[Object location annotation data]
....................
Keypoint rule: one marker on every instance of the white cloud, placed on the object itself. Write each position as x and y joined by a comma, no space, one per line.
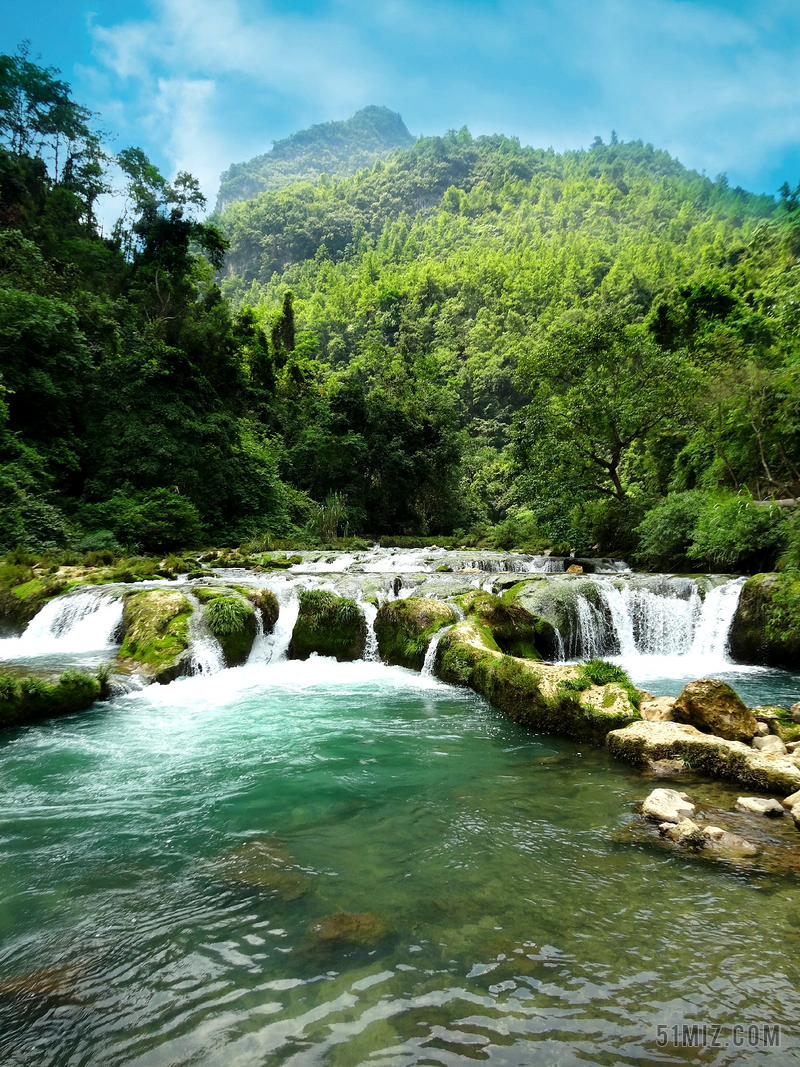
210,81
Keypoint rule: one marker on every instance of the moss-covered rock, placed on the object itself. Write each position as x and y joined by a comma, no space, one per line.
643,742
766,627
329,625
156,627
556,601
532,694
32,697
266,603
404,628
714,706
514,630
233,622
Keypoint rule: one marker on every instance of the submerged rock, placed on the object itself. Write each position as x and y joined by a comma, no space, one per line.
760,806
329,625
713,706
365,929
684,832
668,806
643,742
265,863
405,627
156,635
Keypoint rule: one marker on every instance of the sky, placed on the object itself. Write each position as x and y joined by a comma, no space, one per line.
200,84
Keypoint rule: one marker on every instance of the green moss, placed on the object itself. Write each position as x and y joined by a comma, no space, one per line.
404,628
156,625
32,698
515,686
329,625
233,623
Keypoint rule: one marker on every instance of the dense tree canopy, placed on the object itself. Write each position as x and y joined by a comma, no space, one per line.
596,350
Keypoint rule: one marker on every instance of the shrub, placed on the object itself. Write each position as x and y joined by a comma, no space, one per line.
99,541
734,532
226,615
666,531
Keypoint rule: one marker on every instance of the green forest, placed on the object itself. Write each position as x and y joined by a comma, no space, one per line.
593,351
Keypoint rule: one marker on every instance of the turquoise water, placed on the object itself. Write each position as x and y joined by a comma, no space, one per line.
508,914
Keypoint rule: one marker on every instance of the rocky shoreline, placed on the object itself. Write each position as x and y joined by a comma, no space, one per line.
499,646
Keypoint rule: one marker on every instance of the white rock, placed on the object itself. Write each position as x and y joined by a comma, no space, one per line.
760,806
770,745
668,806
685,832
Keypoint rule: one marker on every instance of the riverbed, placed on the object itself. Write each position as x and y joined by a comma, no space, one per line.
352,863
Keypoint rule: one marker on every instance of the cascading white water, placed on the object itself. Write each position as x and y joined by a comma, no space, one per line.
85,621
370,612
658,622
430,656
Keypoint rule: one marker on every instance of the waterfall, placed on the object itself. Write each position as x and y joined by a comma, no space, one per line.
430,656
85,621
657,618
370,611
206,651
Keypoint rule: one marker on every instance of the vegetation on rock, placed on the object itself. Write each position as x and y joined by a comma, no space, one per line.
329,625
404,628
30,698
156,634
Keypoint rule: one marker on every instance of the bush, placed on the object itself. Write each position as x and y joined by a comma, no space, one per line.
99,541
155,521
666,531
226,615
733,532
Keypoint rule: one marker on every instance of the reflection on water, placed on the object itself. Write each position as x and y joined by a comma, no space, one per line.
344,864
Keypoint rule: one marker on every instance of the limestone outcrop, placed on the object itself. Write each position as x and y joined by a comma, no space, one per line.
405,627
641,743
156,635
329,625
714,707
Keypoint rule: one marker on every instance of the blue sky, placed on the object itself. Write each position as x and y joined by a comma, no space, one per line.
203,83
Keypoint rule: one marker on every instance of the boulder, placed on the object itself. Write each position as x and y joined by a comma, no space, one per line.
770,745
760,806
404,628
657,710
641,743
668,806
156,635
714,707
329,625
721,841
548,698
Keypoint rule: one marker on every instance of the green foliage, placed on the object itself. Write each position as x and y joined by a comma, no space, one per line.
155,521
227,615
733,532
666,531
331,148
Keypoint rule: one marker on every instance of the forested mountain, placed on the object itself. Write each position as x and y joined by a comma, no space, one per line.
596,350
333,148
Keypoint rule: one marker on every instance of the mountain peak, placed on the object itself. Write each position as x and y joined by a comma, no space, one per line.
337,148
....................
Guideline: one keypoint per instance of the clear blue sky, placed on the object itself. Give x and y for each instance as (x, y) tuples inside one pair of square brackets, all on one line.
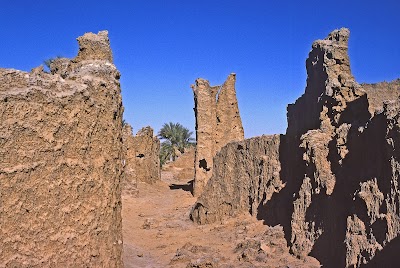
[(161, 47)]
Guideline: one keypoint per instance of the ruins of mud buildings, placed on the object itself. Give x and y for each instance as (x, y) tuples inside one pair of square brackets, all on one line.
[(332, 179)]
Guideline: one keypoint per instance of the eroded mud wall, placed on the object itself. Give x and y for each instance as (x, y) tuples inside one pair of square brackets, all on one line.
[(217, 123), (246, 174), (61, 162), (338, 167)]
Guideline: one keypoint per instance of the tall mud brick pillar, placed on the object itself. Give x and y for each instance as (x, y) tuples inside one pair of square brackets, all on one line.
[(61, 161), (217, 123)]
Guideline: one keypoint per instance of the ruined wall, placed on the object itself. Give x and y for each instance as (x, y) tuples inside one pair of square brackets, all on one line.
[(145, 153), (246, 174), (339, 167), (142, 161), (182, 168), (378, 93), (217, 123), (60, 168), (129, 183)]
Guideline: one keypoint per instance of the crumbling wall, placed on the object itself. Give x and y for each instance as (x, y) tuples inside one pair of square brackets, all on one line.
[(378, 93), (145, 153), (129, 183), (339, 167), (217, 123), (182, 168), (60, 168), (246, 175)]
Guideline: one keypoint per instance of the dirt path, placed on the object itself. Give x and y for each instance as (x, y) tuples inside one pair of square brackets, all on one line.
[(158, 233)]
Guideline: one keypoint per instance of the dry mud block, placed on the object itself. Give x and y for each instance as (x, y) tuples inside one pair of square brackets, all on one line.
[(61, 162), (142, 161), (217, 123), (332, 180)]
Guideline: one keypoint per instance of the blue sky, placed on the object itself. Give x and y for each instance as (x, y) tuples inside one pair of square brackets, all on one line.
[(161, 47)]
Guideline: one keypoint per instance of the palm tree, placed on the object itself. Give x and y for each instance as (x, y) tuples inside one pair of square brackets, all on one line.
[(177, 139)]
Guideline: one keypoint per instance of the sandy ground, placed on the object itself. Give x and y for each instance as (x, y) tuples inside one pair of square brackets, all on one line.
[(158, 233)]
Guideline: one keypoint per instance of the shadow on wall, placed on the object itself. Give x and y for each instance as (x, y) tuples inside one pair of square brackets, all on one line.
....................
— Directions for this task —
Recast the data from the line with "Guideline: one keypoint per instance of the tall" to the line with "[(61, 162), (142, 161), (217, 123), (332, 180)]" as a two-column CSV with the headers instruction and keypoints, putting each instruction and the answer that follows it in one row. Wrap every value in quotation marks as a single field, with any line breaks changed to spaces.

— Output of the task —
instruction,keypoints
"Guideline: one keypoint per instance of the tall mud brick pillar, placed on the object itself. Give x and y for each instance as (x, y) tuples inside one pair of square brackets, all on one line.","[(61, 161), (217, 123)]"
"Guideline: one keypoint per instance of the ruined wall, placed on the object itself. Give x and y for each instance as (x, y) tuples inside one pair of square brackets, all on one line.","[(145, 153), (246, 174), (339, 167), (142, 161), (182, 168), (378, 93), (217, 123), (60, 168), (129, 183)]"
"Guideline: one keypoint per instance of the crumbling wall, placed on the object itself. Give x and y for each instance as (x, y) tuples inside one pair of square brackets, all on one line.","[(378, 93), (145, 153), (129, 183), (339, 167), (217, 123), (182, 168), (60, 168), (246, 175)]"
"Guideline: one keypoint per instance of the dirt path, placed on the object itself. Give x and y for each instance as (x, y) tuples inside one pair of square brackets, all on one line.","[(158, 233)]"
"Guideline: one keypoint per instance of the dry mud block, placed on the object itself. Give x and y for each instance as (x, y) tuples inside one pair of square brackets, all on one line.","[(61, 162), (142, 161), (217, 123), (332, 180)]"